• Task objective
Copy out each of the records below line for line, with no changes to any character.

• Record excerpts
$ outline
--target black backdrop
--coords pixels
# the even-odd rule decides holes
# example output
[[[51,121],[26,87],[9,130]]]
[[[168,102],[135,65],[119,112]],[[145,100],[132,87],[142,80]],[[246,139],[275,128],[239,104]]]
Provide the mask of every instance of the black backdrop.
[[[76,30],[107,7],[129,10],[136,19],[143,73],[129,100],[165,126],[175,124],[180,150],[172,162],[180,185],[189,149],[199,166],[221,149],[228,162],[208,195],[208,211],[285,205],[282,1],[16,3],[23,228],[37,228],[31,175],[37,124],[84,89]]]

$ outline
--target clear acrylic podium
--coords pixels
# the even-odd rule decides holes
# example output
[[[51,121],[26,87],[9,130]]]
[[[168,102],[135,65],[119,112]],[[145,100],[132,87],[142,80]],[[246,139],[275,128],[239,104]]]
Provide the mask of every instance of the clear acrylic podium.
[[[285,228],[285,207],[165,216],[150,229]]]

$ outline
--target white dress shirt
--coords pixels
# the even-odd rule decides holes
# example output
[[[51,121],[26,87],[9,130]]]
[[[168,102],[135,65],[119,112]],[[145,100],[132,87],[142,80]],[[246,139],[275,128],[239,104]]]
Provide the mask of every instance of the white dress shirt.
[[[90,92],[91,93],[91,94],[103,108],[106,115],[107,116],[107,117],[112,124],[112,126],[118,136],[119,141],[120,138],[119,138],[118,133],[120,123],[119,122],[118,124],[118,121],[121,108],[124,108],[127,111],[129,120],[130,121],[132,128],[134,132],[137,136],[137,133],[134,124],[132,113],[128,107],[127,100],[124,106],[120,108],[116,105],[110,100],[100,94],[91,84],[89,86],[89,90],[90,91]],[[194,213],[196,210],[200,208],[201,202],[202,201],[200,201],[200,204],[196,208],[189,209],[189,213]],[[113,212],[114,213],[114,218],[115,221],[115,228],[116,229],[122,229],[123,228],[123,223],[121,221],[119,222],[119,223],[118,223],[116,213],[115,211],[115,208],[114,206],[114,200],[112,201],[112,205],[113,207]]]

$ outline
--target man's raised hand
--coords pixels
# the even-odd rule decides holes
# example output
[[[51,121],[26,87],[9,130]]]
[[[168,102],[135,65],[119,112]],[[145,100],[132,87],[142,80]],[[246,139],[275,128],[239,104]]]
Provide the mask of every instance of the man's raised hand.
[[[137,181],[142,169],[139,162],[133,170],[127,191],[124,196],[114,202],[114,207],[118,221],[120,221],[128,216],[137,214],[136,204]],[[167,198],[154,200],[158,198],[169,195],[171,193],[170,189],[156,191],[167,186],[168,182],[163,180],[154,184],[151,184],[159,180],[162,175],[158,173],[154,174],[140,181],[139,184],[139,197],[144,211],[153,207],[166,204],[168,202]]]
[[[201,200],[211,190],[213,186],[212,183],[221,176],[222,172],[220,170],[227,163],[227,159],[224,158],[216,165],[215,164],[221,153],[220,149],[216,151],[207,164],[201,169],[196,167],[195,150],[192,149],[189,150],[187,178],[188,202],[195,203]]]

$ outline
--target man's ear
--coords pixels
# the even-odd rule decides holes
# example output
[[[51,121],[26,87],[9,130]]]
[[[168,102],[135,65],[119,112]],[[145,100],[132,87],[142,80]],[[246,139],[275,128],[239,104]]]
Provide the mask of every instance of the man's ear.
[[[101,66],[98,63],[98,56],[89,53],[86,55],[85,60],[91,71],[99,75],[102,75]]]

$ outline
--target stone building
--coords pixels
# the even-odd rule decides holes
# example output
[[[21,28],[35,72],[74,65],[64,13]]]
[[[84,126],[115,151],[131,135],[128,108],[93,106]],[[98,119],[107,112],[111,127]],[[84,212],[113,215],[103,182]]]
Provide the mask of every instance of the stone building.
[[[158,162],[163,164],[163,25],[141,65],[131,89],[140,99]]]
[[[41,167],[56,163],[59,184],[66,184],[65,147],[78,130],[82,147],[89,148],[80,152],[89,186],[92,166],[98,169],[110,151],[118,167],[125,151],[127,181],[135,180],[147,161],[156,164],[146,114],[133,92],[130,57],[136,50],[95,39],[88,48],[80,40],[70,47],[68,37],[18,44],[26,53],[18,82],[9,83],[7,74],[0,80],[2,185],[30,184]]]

• Result for this exercise
$ outline
--target black backdrop
--coords pixels
# the even-odd rule decides holes
# example output
[[[51,121],[26,87],[9,130]]]
[[[168,102],[135,65],[119,112]],[[145,100],[132,87],[142,80]],[[246,139],[275,128],[239,104]]]
Provide the mask of every instance of the black backdrop.
[[[76,30],[107,7],[129,10],[136,19],[143,73],[129,100],[165,126],[175,124],[180,150],[172,162],[180,185],[189,149],[199,166],[221,149],[228,162],[208,195],[208,211],[285,205],[282,1],[16,3],[23,228],[37,228],[31,175],[37,124],[84,89]]]

$ outline
--target clear acrylic podium
--coords pixels
# the even-odd rule decides holes
# example output
[[[51,121],[26,87],[9,130]]]
[[[168,102],[135,65],[119,112]],[[145,100],[132,87],[142,80]],[[246,139],[275,128],[239,104]]]
Provide the mask of every instance of the clear acrylic podium.
[[[285,228],[285,207],[165,216],[150,229]]]

$ outline
--target white dress shirt
--coords pixels
# the even-odd rule decides holes
# example output
[[[51,121],[26,87],[9,130]]]
[[[168,102],[135,65],[119,112]],[[145,100],[132,87],[142,80]],[[246,139],[275,128],[239,104]]]
Provide the mask of every instance of the white dress shirt.
[[[90,92],[91,93],[91,94],[103,108],[106,115],[107,116],[107,117],[112,124],[112,126],[118,136],[119,141],[120,138],[119,138],[118,133],[120,123],[119,122],[118,124],[118,121],[121,108],[124,108],[127,111],[129,120],[130,121],[132,128],[134,132],[137,136],[137,133],[134,124],[132,113],[128,107],[127,100],[124,106],[120,108],[116,105],[110,100],[100,94],[91,84],[89,86],[89,90],[90,91]],[[194,213],[196,210],[200,208],[201,202],[202,201],[200,201],[200,204],[196,208],[189,209],[189,213]],[[113,212],[114,213],[114,218],[115,221],[115,228],[116,229],[122,229],[123,228],[123,223],[121,221],[119,222],[119,223],[118,223],[116,213],[115,211],[115,208],[114,206],[114,200],[112,201],[112,205],[113,207]]]

$ outline
--target man's raised hand
--coords pixels
# the even-odd rule decides holes
# example output
[[[51,121],[26,87],[9,130]]]
[[[168,102],[135,65],[119,112]],[[145,100],[132,87],[142,80]],[[246,139],[275,128],[239,104]]]
Provide the mask of every instance of the man's raised hand.
[[[137,181],[142,169],[139,162],[133,170],[127,191],[124,196],[114,202],[114,207],[118,221],[120,221],[128,216],[137,214],[136,204]],[[167,198],[154,200],[158,198],[169,195],[171,193],[170,189],[156,191],[167,186],[168,182],[163,180],[154,184],[151,184],[159,180],[162,175],[158,173],[154,174],[140,181],[139,184],[139,197],[144,211],[153,207],[166,204],[168,202]]]
[[[201,200],[211,190],[213,186],[212,183],[221,176],[222,172],[220,170],[227,163],[227,159],[224,158],[216,165],[215,164],[221,153],[220,149],[216,151],[207,164],[201,169],[196,167],[195,150],[192,149],[189,150],[187,178],[188,202],[195,203]]]

$ outline
--target man's ear
--coords pixels
# the even-odd rule decides holes
# example output
[[[51,121],[26,87],[9,130]]]
[[[168,102],[135,65],[119,112]],[[145,100],[132,87],[142,80]],[[246,139],[275,128],[239,104]]]
Provide the mask of every instance of the man's ear.
[[[101,66],[98,63],[98,56],[89,53],[86,55],[85,60],[91,71],[99,75],[102,75]]]

$ outline
--target stone building
--coords pixels
# the even-odd rule decides holes
# example output
[[[21,28],[35,72],[74,65],[64,13]]]
[[[84,126],[115,151],[131,135],[128,108],[93,106]],[[98,119],[107,112],[111,127]],[[84,212],[113,215],[103,182]]]
Provide the mask of every instance of the stone building.
[[[158,162],[163,164],[163,25],[141,65],[131,89],[140,99]]]
[[[41,167],[56,163],[59,184],[66,184],[65,147],[78,130],[82,147],[89,148],[80,152],[89,186],[92,166],[98,169],[110,151],[118,167],[125,151],[127,181],[135,180],[147,161],[156,164],[146,114],[133,92],[130,57],[136,50],[95,39],[88,48],[80,40],[70,47],[68,37],[18,44],[26,53],[18,82],[9,83],[7,74],[0,80],[2,185],[30,184]]]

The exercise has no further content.